— Texte extrait —
________________________________________

A n’en pas douter la mise en oeuvre de ces dispositions soulève de grandes difficultés. Des enseignants et des parents d’élèves y voient une manière de contrôler désormais la présence des enfants scolarisés alors même que leurs parents ne disposent pas de titre de séjour sur le territoire français…
D’autres estiment que la confidentialité d’un tel fichier n’est absolument pas garantie en dépit des déclarations formelles de l’Education Nationale. Ils affirment que sous le prétexte de sécurité ce fichier pourrait devenir un relais de l’application directe de la loi du 5 mars 2007 relative à la prévention de la délinquance.
Il importe à cet égard de rappeler quelques dispositions importantes de la loi du 5 mars 2007
A – ECHANGE DES FICHIERS ENTRE L’EDUCATION NATIONALE ET LES MUNICIPALITES POUR CONTROLER LE RESPECT DE L’OBLIGATION DE SCOLARISATION :
L’article L 131-6 du Code de l’Education est désormais rédigé :
« afin de procéder au recensement prévu et d’améliorer le suivi de l’obligation d’assiduité scolaire le maire peut mettre en oeuvre un traitement automatisé de données à caractère personnel où sont enregistrées les données à caractère personnel relatives aux enfants en âge scolaire domiciliés dans la commune qui lui sont transmises par les organismes chargés du versement des prestations familiales ainsi que par l’Inspecteur d’Académie et par le directeur ou la directrice de l’établissement d’enseignement ainsi qu’en cas d’exclusion temporaire ou définitive de l’établissement ou lorsqu’un élève inscrit dans l’établissement le quitte en cours ou en fin d’année. »
Il est encore indiqué que lorsque le directeur ou la directrice de l’établissement d’enseignement saisit l’inspecteur d’Académie afin que celui-ci adresse un avertissement aux personnes responsables de l’enfant en cas d’absentéisme, il en informe le Maire de la commune dans laquelle l’élève est domicilié il communique au Maire la liste des élèves domiciliés dans la commune pour lesquels un avertissement a été notifié.

________________________________________

— Objectif de l'exercice —
Poursuivez le texte sur la loi du 5 mars 2007 à la suite de sa dernière phrase. Les lignes ci-après constituent un ensemble distinct du texte sur la loi du 5 mars 2007.

— Matériel fourni —

________________________________________

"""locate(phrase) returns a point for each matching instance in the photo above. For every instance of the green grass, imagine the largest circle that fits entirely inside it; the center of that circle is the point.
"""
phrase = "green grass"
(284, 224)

________________________________________

— Réponse rédigée —
B- LES CRAINTES CONFIRMEES PAR L’INTERPRETATION DE CERTAINS INSPECTEURS D’ACADEMIE :
A ceux qui considèrent que le logiciel « base élèves » n’aurait aucune base légale, l’Inspecteur d’Académie de la Haute-Garonne dans une lettre en date du 22 avril 2008 s’est directement référé à la loi du 5 mars 2007 qui donne la possibilité de mettre en oeuvre un traitement automatisé de données à caractère personnel afin de procéder au recensement des élèves résidant dans la commune et soumis à
l’obligation scolaire, permettant par ailleurs d’améliorer le suivi d’assiduité scolaire qui pèse sur le Maire et sur les services académiques.
C –UNE INCERTITUDE SUR LA MAITRISE TOTALE DES FICHIERS :
Il est important également d’observer que ces dispositions qui sont insérées à l’article L 131-6 du Code de l’Education ont fait l’objet d’un décret du 14 février 2008 qui avait été soumis à l’avis de la commission nationale de l’informatique et des libertés. Celle-ci dans une délibération du 10 juillet 2007 a fait quelques commentaires sur le futur décret qui en disent long sur l’absence de maîtrise totale des fichiers qui sont ainsi mis en place.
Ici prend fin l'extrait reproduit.